• **Brief**
Beginning with the first line of the data below, reproduce every line unchanged, ending with the line that holds "809L151 803L135 799L129".

== Task input

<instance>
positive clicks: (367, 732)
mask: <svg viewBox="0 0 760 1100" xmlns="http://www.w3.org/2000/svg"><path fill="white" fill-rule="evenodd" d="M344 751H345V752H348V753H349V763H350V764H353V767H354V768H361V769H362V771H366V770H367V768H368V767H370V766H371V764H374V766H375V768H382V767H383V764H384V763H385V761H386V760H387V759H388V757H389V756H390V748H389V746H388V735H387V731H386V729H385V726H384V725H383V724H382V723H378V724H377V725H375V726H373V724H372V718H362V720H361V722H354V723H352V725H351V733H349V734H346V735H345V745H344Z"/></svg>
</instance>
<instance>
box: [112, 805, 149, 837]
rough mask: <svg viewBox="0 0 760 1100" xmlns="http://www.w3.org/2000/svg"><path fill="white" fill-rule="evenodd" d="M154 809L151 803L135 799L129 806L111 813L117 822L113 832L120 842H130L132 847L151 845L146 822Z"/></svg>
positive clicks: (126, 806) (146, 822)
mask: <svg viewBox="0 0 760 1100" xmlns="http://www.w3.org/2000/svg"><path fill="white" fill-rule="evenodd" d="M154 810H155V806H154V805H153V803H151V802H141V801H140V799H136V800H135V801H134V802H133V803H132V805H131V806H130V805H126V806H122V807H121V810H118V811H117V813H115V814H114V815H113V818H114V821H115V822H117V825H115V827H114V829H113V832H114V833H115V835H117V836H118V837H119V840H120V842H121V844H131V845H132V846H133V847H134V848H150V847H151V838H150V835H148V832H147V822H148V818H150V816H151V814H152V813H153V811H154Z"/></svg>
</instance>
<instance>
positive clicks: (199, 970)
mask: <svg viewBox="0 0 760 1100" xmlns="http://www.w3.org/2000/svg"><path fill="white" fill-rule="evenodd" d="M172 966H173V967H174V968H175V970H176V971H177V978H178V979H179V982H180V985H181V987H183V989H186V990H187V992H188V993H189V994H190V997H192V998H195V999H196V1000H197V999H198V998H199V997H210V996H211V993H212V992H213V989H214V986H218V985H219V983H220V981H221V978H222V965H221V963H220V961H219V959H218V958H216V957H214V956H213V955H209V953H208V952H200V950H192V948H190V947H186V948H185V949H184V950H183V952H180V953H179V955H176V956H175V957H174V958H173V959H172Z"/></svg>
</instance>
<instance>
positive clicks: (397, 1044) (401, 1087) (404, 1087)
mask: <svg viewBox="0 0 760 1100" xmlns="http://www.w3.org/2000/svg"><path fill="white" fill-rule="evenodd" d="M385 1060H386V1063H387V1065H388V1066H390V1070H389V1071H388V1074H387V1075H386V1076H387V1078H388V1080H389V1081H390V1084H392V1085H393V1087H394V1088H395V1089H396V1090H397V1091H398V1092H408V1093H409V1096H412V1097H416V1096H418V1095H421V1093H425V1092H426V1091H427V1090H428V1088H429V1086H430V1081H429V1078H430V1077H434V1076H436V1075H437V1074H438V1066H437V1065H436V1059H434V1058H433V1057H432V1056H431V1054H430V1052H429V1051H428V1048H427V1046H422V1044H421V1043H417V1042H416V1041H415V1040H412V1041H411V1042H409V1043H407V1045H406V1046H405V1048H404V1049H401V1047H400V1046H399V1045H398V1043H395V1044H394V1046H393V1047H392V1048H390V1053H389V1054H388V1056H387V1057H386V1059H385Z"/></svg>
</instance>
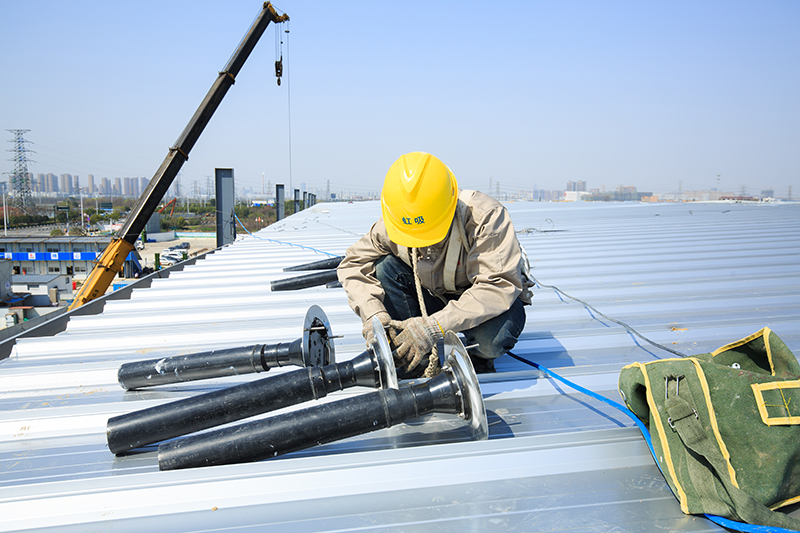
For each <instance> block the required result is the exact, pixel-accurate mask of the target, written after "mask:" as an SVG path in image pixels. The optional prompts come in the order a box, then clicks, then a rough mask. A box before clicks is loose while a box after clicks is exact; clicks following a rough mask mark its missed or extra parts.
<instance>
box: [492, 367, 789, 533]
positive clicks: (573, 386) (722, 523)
mask: <svg viewBox="0 0 800 533" xmlns="http://www.w3.org/2000/svg"><path fill="white" fill-rule="evenodd" d="M508 355H510V356H511V357H513V358H514V359H516V360H517V361H520V362H522V363H525V364H528V365H530V366H532V367H534V368H535V369H537V370H540V371H542V372H544V373H545V374H547V375H549V376H551V377H553V378H555V379H557V380H558V381H560V382H562V383H564V384H565V385H567V386H568V387H571V388H573V389H575V390H577V391H579V392H582V393H584V394H586V395H587V396H591V397H592V398H594V399H595V400H599V401H601V402H603V403H605V404H608V405H610V406H611V407H613V408H614V409H617V410H619V411H622V412H623V413H624V414H625V415H627V416H628V417H629V418H630V419H631V420H633V421H634V423H635V424H636V425H637V426H638V427H639V430H640V431H641V432H642V436H643V437H644V440H645V441H646V442H647V447H648V448H650V453H651V454H652V455H653V459H654V460H655V459H656V453H655V451H654V450H653V442H652V439H651V438H650V431H648V429H647V426H645V425H644V423H643V422H642V421H641V420H639V417H637V416H636V415H635V414H634V413H633V412H632V411H631V410H630V409H628V408H627V407H625V406H624V405H622V404H621V403H619V402H615V401H614V400H609V399H608V398H605V397H603V396H600V395H599V394H597V393H596V392H592V391H590V390H589V389H586V388H584V387H581V386H580V385H578V384H577V383H573V382H572V381H570V380H568V379H566V378H564V377H561V376H559V375H558V374H556V373H555V372H553V371H552V370H550V369H549V368H545V367H543V366H542V365H540V364H538V363H535V362H533V361H529V360H528V359H525V358H524V357H520V356H519V355H516V354H513V353H511V352H508ZM656 466H658V469H659V470H661V466H660V465H659V464H658V460H656ZM662 475H663V472H662ZM670 490H671V489H670ZM703 516H705V517H706V518H708V519H709V520H711V521H712V522H714V523H715V524H717V525H719V526H722V527H726V528H728V529H733V530H735V531H744V532H745V533H751V532H752V533H784V532H786V533H791V532H793V531H795V530H793V529H785V528H781V527H770V526H759V525H755V524H745V523H742V522H735V521H733V520H729V519H727V518H723V517H721V516H717V515H710V514H704V515H703Z"/></svg>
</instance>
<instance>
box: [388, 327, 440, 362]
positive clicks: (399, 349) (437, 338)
mask: <svg viewBox="0 0 800 533" xmlns="http://www.w3.org/2000/svg"><path fill="white" fill-rule="evenodd" d="M389 327H390V328H395V329H397V330H399V331H400V333H399V334H398V335H397V337H395V338H394V339H393V340H394V345H395V346H396V347H397V349H396V350H395V351H394V354H393V355H394V358H395V360H397V362H398V364H397V366H398V368H399V367H401V366H403V365H407V368H406V370H409V371H410V370H413V369H414V368H416V367H417V365H419V363H420V361H422V358H423V357H425V356H426V355H428V354H430V353H431V350H432V349H433V346H434V345H435V344H436V341H437V339H441V338H442V337H444V335H443V334H442V327H441V326H440V325H439V323H438V322H437V321H436V319H435V318H431V317H428V318H422V317H421V316H417V317H413V318H409V319H408V320H403V321H399V320H392V321H391V322H390V323H389Z"/></svg>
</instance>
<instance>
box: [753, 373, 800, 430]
mask: <svg viewBox="0 0 800 533" xmlns="http://www.w3.org/2000/svg"><path fill="white" fill-rule="evenodd" d="M750 387H752V389H753V395H754V396H755V399H756V405H757V406H758V413H759V414H760V415H761V421H762V422H764V423H765V424H766V425H768V426H796V425H798V424H800V416H791V414H790V415H789V416H769V413H768V412H767V404H766V400H765V399H764V391H768V390H779V391H781V397H782V398H783V408H784V409H786V412H787V413H791V411H789V402H788V401H787V400H786V397H785V396H784V395H783V390H784V389H800V380H797V381H772V382H770V383H753V384H752V385H750Z"/></svg>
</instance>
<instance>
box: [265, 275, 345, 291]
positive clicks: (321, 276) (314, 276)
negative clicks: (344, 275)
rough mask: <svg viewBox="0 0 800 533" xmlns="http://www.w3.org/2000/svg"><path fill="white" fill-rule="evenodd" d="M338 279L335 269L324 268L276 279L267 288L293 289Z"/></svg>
mask: <svg viewBox="0 0 800 533" xmlns="http://www.w3.org/2000/svg"><path fill="white" fill-rule="evenodd" d="M338 279H339V278H337V277H336V270H326V271H324V272H317V273H314V274H304V275H302V276H295V277H293V278H285V279H276V280H275V281H271V282H270V284H269V288H270V290H272V291H294V290H299V289H307V288H308V287H316V286H318V285H325V284H326V283H331V282H334V281H338Z"/></svg>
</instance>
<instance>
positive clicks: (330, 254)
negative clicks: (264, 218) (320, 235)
mask: <svg viewBox="0 0 800 533" xmlns="http://www.w3.org/2000/svg"><path fill="white" fill-rule="evenodd" d="M233 218H235V219H236V222H238V223H239V225H240V226H242V229H243V230H245V231H246V232H247V233H248V234H249V235H250V236H251V237H255V238H256V239H258V240H260V241H269V242H274V243H277V244H288V245H289V246H296V247H298V248H303V249H304V250H311V251H312V252H316V253H318V254H325V255H328V256H330V257H339V255H337V254H331V253H328V252H323V251H322V250H317V249H316V248H312V247H311V246H304V245H302V244H295V243H293V242H285V241H276V240H275V239H267V238H266V237H259V236H258V235H254V234H253V233H250V230H248V229H247V228H245V227H244V224H242V221H241V220H239V217H238V216H236V214H235V213H234V215H233Z"/></svg>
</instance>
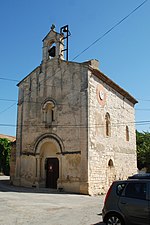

====

• **Solution for this problem**
<instance>
positive clicks: (367, 732)
mask: <svg viewBox="0 0 760 1100" xmlns="http://www.w3.org/2000/svg"><path fill="white" fill-rule="evenodd" d="M344 751H345V752H348V753H349V763H350V764H353V767H354V768H361V769H362V771H366V770H367V768H368V767H370V766H371V764H374V766H375V768H382V767H383V764H384V763H385V761H386V760H387V759H388V757H389V756H390V748H389V746H388V735H387V731H386V729H385V726H384V725H383V724H382V723H378V724H377V725H375V726H373V724H372V718H362V720H361V722H354V723H352V725H351V733H349V734H346V735H345V745H344Z"/></svg>
</instance>
<instance>
box: [112, 805, 149, 837]
rough mask: <svg viewBox="0 0 760 1100" xmlns="http://www.w3.org/2000/svg"><path fill="white" fill-rule="evenodd" d="M154 809L151 803L135 799L129 806L111 813L117 822L113 832L120 842H130L132 847L151 845L146 822Z"/></svg>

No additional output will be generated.